── TASK DATA ──

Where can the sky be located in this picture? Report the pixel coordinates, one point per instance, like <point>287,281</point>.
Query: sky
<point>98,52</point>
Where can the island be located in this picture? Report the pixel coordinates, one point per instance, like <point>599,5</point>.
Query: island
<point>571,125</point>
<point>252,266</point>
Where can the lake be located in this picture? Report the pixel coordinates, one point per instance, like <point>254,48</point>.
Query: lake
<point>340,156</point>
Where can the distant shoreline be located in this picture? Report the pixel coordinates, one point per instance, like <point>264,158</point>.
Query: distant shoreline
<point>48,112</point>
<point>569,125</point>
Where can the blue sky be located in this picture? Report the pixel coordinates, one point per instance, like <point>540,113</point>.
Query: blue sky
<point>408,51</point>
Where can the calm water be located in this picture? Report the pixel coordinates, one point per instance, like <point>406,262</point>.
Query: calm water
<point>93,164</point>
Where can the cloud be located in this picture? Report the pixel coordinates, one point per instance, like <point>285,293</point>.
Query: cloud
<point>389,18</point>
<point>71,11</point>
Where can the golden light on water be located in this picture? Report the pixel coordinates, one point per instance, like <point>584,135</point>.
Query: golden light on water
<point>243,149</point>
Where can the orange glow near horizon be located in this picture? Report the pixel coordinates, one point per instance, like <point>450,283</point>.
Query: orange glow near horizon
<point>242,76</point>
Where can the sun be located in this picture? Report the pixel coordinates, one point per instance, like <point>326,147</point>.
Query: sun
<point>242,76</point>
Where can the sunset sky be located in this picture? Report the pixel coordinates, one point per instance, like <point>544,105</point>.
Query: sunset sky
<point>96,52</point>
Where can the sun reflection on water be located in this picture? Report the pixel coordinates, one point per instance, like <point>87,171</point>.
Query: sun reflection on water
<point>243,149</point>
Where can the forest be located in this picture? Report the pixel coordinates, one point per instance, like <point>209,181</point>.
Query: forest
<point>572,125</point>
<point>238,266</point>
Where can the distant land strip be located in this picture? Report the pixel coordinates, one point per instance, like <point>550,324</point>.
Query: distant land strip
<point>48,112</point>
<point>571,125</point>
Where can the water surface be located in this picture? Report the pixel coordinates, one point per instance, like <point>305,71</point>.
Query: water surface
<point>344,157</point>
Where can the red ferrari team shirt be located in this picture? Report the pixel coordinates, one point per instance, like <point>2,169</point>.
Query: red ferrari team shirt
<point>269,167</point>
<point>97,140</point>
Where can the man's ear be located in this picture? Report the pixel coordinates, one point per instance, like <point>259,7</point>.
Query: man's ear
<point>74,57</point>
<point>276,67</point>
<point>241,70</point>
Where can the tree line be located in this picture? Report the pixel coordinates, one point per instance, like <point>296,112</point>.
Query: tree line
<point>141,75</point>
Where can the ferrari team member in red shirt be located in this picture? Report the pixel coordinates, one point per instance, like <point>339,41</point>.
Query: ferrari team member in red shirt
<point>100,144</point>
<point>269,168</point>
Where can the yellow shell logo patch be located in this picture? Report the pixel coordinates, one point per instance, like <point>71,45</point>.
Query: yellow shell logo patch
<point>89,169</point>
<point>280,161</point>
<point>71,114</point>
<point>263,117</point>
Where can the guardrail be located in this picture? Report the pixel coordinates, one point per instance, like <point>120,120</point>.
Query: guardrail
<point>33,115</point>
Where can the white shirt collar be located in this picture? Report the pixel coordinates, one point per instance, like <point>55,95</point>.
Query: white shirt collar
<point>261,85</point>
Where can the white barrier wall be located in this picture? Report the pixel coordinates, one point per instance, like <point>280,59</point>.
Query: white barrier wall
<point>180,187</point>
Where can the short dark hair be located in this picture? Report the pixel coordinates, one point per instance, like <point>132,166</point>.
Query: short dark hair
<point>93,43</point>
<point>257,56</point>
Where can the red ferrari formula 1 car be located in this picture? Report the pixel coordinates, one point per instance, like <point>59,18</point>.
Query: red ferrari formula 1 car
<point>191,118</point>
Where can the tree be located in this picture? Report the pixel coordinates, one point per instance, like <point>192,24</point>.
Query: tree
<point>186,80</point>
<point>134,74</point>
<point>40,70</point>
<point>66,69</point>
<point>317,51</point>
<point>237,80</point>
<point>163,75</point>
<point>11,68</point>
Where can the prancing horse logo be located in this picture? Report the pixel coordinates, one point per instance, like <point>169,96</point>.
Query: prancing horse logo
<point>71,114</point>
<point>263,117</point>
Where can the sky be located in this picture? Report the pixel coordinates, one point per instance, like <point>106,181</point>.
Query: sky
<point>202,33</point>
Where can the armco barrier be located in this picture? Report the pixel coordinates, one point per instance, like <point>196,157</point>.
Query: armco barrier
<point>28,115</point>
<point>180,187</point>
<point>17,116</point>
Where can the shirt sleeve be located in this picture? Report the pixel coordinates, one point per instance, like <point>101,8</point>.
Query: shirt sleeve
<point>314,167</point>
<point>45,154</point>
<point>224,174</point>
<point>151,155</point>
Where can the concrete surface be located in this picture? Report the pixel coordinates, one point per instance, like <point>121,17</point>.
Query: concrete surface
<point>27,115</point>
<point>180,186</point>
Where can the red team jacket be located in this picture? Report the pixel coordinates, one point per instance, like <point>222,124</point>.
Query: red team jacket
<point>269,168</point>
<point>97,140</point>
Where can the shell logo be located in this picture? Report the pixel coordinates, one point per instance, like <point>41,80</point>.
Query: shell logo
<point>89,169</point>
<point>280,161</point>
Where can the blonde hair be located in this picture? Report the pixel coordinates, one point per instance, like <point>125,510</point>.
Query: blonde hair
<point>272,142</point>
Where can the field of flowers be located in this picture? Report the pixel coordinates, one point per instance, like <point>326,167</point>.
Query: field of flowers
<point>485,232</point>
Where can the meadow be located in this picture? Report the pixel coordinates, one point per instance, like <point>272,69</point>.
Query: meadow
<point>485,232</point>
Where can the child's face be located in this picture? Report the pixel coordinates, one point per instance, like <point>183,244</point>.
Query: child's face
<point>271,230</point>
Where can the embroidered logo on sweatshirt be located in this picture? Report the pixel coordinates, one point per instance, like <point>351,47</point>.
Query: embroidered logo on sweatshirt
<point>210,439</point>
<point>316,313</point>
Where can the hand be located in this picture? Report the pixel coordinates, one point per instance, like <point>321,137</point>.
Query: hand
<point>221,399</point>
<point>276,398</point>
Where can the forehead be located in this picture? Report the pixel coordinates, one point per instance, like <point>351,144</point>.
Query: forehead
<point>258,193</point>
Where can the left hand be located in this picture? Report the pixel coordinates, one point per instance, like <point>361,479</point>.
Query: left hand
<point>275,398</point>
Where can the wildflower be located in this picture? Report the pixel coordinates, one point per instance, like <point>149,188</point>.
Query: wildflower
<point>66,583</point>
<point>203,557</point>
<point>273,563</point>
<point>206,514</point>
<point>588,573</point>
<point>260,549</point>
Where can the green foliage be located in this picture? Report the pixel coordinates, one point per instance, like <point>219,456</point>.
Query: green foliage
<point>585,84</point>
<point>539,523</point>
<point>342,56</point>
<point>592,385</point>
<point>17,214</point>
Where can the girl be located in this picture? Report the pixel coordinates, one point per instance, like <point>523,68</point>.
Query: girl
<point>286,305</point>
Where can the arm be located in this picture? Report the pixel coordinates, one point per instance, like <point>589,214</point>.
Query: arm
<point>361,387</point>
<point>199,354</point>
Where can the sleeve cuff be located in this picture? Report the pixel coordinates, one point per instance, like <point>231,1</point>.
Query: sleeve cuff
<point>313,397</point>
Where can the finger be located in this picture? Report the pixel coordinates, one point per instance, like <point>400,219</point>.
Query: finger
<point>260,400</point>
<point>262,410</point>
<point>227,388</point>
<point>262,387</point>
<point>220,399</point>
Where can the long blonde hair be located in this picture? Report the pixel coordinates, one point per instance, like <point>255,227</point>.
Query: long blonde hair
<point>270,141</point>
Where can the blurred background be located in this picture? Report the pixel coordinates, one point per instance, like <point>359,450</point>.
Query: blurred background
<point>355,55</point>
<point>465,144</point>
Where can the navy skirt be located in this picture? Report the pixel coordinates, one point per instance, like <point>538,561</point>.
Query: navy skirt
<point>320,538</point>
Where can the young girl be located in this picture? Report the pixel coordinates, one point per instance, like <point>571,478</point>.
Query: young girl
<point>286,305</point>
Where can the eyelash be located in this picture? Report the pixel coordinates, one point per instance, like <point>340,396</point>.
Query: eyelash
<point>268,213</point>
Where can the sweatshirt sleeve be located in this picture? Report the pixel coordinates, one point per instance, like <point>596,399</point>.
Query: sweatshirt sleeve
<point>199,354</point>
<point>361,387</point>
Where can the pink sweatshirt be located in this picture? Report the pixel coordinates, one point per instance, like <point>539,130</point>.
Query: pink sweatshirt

───

> [EXERCISE BRIEF]:
Copy out the rows word for word, starting with the line that contains "Where can the sunset" and going on through the line that contains "<point>96,52</point>".

> [ANSWER BELOW]:
Where can the sunset sky be located in this picture? Report the pixel coordinates, one point per instance, like <point>544,105</point>.
Query: sunset sky
<point>96,52</point>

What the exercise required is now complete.